++++ 阅读材料
示例代码如下（参考：https://docs.janusgraph.org/v0.5/basics/schema/#defining-vertex-labels）：

mgmt = graph.openManagement()
person = mgmt.makeVertexLabel('person').make()
mgmt.commit()
// 创建一个有标签的节点
person = graph.addVertex(label, 'person')
// 创建一个没有标签的节点
v = graph.addVertex()
graph.tx().commit()

其中：

在创建节点的时候，可以定义其标签，也可以不定义。
节点标签的名称（即代码中的person）是唯一的。

2.2.3 建立索引

JanusGraph支持建立图索引或者以节点为中心的索引。

图索引 - 复合索引

示例代码如下（参考：https://docs.janusgraph.org/v0.5/index-management/index-performance/#composite-index）：

// 建立复合索引
mgmt = graph.openManagement()
++++++++
++++ 收集数据
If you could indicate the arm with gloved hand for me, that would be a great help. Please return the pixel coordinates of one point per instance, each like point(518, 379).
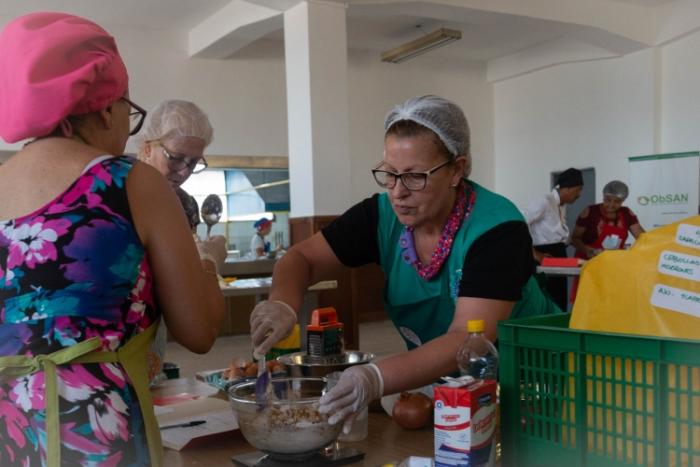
++++++++
| 待做练习 |
请从最后一行之后接着续写这段讲解 JanusGraph 定义节点标签和建立索引的文字。

| 练习解答 |
name = mgmt.getPropertyKey('name')
age = mgmt.getPropertyKey('age')
mgmt.buildIndex('byNameComposite', Vertex.class).addKey(name).buildCompositeIndex()
mgmt.buildIndex('byNameAndAgeComposite', Vertex.class).addKey(name).addKey(age).buildCompositeIndex()
mgmt.commit()

//对应查询方法
g.V().has('name', 'hercules')
g.V().has('age', 30).has('name', 'hercules')

其中，

一个复合索引中所有的键值都要包含在查询语句中。例如：对于g.V().has('age', 30)的查询，其不会经过复合索引去查找，因为根据先前建立的名为byNameAndAgeComposite这条复合索引，键age必须要与name一起查询。
此外，查询语句只能使用相等约束，而范围约束等查询条件则不支持通过复合索引查询。

图索引 - 混合索引

示例代码如下（参考：https://docs.janusgraph.org/v0.5/index-management/index-performance/#mixed-index）：

// 建立混合索引
mgmt = graph.openManagement()
name = mgmt.getPropertyKey('name')
age = mgmt.getPropertyKey('age')
mgmt.buildIndex('nameAndAge', Vertex.class).addKey(name).addKey(age).buildMixedIndex("search")
mgmt.commit()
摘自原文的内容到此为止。